▶ _WORK ORDER_: What you copy should be the lines from the one with "of the small" through the end of the entries, word for word. Omit the pictures.

=== INFORMATION PROVIDED ===

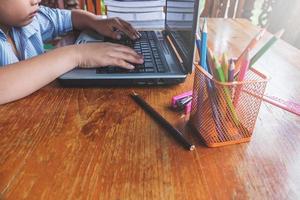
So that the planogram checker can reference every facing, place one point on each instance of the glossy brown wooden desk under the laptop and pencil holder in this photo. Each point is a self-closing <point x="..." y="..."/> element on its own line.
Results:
<point x="96" y="143"/>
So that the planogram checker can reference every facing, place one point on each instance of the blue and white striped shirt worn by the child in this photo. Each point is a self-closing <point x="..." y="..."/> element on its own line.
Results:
<point x="48" y="24"/>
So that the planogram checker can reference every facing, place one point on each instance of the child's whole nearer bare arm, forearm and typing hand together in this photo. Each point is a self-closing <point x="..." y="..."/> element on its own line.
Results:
<point x="23" y="78"/>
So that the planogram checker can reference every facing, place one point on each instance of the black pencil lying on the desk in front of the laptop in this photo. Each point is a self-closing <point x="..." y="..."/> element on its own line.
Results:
<point x="174" y="132"/>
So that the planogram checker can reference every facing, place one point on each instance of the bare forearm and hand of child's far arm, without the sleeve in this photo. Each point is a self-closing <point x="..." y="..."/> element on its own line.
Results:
<point x="108" y="27"/>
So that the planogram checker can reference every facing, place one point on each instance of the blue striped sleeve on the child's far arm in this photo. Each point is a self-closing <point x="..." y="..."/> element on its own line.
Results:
<point x="54" y="22"/>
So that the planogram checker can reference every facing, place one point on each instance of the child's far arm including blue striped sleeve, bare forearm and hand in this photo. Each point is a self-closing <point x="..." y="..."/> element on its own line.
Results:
<point x="55" y="22"/>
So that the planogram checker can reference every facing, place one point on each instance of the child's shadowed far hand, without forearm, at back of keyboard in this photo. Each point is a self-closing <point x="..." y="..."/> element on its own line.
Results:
<point x="113" y="27"/>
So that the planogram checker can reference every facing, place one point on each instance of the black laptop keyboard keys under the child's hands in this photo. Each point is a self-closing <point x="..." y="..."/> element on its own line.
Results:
<point x="146" y="46"/>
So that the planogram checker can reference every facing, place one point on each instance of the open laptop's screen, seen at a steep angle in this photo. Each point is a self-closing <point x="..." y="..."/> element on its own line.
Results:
<point x="181" y="23"/>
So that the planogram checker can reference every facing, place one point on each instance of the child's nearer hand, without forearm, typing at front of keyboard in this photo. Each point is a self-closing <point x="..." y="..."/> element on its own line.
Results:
<point x="105" y="54"/>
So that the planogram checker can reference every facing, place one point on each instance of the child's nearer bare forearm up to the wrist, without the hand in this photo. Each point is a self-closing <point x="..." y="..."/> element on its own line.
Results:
<point x="23" y="78"/>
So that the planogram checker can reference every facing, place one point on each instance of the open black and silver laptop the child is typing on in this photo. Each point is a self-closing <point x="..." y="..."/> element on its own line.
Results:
<point x="168" y="53"/>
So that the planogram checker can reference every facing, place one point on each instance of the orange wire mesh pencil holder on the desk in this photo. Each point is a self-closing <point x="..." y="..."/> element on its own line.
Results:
<point x="225" y="113"/>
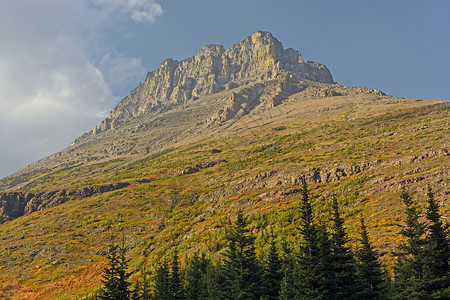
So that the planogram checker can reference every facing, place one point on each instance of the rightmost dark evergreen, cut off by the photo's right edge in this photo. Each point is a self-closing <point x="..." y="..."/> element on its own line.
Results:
<point x="437" y="250"/>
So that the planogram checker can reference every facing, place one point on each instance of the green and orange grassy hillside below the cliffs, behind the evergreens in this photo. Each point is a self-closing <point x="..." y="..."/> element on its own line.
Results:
<point x="364" y="151"/>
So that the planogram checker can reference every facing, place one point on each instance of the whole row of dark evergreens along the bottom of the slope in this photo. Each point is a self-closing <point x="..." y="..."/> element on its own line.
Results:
<point x="323" y="266"/>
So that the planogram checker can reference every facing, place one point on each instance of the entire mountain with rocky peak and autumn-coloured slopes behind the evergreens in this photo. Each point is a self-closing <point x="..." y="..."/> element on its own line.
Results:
<point x="199" y="140"/>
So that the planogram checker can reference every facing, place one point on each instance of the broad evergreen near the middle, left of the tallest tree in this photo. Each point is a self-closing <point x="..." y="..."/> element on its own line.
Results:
<point x="241" y="269"/>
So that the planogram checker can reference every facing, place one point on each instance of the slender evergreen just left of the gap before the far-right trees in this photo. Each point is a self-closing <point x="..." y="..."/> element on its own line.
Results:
<point x="369" y="269"/>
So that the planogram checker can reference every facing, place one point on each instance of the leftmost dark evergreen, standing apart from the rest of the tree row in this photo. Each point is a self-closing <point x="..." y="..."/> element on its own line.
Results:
<point x="115" y="277"/>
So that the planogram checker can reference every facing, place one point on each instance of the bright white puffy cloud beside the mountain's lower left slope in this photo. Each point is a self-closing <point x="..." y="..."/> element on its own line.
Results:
<point x="50" y="94"/>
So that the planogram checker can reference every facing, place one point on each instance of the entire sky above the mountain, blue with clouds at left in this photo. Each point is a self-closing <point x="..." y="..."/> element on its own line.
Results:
<point x="65" y="64"/>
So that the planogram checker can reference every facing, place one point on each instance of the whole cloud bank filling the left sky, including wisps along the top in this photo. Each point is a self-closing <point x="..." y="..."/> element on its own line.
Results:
<point x="52" y="86"/>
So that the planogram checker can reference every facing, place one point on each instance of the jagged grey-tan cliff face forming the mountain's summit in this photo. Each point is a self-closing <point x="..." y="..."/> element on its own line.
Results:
<point x="211" y="70"/>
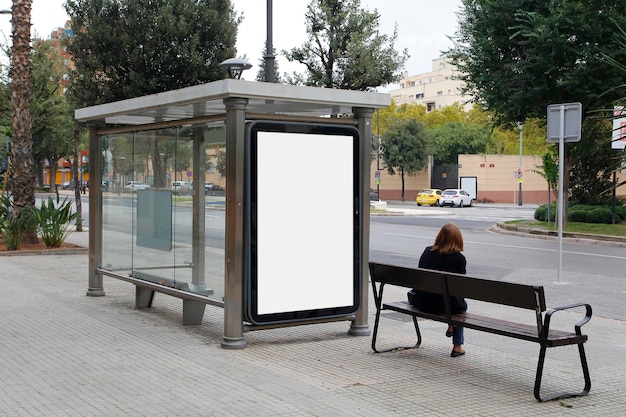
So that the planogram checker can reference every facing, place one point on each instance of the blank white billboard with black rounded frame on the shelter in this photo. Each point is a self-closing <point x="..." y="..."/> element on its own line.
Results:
<point x="304" y="240"/>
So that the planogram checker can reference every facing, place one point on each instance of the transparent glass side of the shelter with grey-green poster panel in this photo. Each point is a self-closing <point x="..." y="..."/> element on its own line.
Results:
<point x="147" y="223"/>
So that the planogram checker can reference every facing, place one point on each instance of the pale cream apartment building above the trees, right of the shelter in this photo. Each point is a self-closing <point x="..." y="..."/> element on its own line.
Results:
<point x="435" y="89"/>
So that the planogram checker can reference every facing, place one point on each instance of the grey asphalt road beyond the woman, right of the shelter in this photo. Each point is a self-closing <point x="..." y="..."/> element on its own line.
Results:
<point x="591" y="273"/>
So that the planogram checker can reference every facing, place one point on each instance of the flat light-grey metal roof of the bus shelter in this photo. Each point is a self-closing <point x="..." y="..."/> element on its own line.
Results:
<point x="207" y="100"/>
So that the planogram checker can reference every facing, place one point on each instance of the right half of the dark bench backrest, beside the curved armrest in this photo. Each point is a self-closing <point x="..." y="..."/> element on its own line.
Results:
<point x="506" y="293"/>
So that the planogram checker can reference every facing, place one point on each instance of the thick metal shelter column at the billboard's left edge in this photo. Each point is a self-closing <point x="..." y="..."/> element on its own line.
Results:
<point x="235" y="262"/>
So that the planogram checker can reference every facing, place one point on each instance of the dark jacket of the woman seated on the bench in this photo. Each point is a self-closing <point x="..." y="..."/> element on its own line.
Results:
<point x="433" y="303"/>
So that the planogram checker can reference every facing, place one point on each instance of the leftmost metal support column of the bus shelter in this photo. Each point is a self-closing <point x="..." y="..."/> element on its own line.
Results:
<point x="96" y="288"/>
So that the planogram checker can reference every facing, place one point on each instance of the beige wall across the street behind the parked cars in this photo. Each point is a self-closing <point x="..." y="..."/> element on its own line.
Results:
<point x="496" y="181"/>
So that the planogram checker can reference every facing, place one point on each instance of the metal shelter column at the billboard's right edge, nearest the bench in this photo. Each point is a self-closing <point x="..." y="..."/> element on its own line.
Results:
<point x="359" y="326"/>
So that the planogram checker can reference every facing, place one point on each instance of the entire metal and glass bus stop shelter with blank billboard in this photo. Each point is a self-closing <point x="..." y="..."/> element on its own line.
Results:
<point x="285" y="239"/>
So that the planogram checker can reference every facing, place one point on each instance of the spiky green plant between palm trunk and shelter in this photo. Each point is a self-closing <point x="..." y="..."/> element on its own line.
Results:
<point x="53" y="220"/>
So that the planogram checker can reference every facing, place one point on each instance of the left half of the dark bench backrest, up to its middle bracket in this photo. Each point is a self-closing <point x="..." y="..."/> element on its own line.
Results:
<point x="417" y="278"/>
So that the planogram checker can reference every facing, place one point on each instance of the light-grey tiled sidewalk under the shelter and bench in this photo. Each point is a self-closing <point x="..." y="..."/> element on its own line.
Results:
<point x="65" y="354"/>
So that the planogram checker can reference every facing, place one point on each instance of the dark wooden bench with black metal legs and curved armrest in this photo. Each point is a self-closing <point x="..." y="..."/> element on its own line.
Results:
<point x="527" y="297"/>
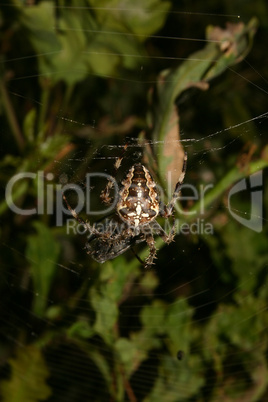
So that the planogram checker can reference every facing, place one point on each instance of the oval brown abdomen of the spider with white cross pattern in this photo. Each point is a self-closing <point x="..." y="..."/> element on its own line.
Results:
<point x="138" y="203"/>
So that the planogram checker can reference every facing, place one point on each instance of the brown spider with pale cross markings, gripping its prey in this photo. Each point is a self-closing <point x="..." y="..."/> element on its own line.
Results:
<point x="137" y="208"/>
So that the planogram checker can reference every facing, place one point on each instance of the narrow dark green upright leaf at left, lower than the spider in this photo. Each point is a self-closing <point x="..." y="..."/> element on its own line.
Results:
<point x="42" y="252"/>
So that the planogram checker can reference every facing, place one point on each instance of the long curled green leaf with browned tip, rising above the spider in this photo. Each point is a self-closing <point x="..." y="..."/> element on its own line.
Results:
<point x="197" y="70"/>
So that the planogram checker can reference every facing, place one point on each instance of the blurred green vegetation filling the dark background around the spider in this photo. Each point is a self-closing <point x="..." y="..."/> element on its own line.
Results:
<point x="77" y="77"/>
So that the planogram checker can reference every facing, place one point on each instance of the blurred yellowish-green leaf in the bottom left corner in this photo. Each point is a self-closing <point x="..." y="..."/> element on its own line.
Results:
<point x="28" y="377"/>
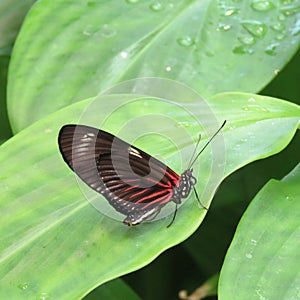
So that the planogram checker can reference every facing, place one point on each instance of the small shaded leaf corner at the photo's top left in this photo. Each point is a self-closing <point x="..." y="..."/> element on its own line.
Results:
<point x="12" y="13"/>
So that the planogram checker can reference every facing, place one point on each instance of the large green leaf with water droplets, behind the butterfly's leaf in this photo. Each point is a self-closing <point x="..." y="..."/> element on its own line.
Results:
<point x="70" y="50"/>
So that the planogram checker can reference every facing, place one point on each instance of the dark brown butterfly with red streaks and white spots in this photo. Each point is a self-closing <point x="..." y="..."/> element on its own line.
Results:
<point x="135" y="184"/>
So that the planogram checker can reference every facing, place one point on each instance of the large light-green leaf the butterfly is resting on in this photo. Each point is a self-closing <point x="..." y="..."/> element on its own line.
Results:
<point x="54" y="242"/>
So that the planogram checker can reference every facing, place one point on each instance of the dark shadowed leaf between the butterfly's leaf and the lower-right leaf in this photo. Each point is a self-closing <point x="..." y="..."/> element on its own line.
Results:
<point x="230" y="202"/>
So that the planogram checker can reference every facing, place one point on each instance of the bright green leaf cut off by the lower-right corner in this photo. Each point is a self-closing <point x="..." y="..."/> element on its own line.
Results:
<point x="262" y="260"/>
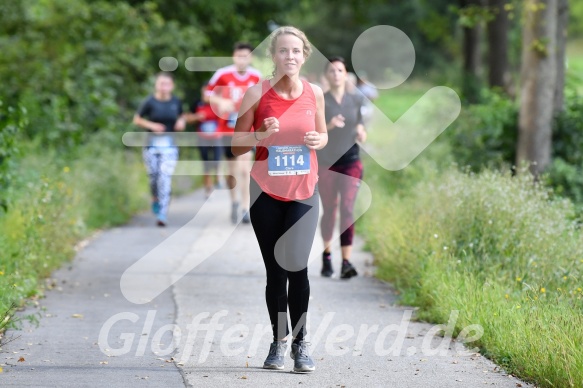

===

▶ _PROBLEM SOLUTION_:
So that the planogram checker can reference every facing, place one point on each instance of the small shaded leaf corner at the photo's top left in this photo. Each point is a self-closing <point x="..." y="..."/> element on its own line.
Results:
<point x="12" y="13"/>
So that the planogram checker can reference every facing, place one point on each instance of the large green leaf with water droplets, behind the butterfly's leaf in this photo. Each point is a self-closing <point x="..." y="..."/> element on its own line.
Results:
<point x="70" y="50"/>
So that the planogram checker can reference every facing, place one point on each instance of the dark brown butterfly with red streaks and white spots in this photo. Each point is a self-closing <point x="..." y="..."/> element on its own line.
Results:
<point x="135" y="184"/>
So that the planogram checker can reference every facing, place one point on each instance of the large light-green leaf the butterfly is resting on in this photo. Each point is a self-closing <point x="..." y="..."/> element on its own line.
Results:
<point x="54" y="242"/>
So that the planogram checker can reference every facing, place one point on each instance of the dark shadowed leaf between the butterfly's leaf and the lower-right leaf in this photo. Each point is a self-closing <point x="..." y="..."/> element on its own line.
Results:
<point x="230" y="202"/>
So that the planogram checker can reference every facing, place one point on each instance of the bright green leaf cut off by the lower-right corner in this photo. Each point is a self-closing <point x="..." y="..."/> element on its own line.
Results:
<point x="262" y="260"/>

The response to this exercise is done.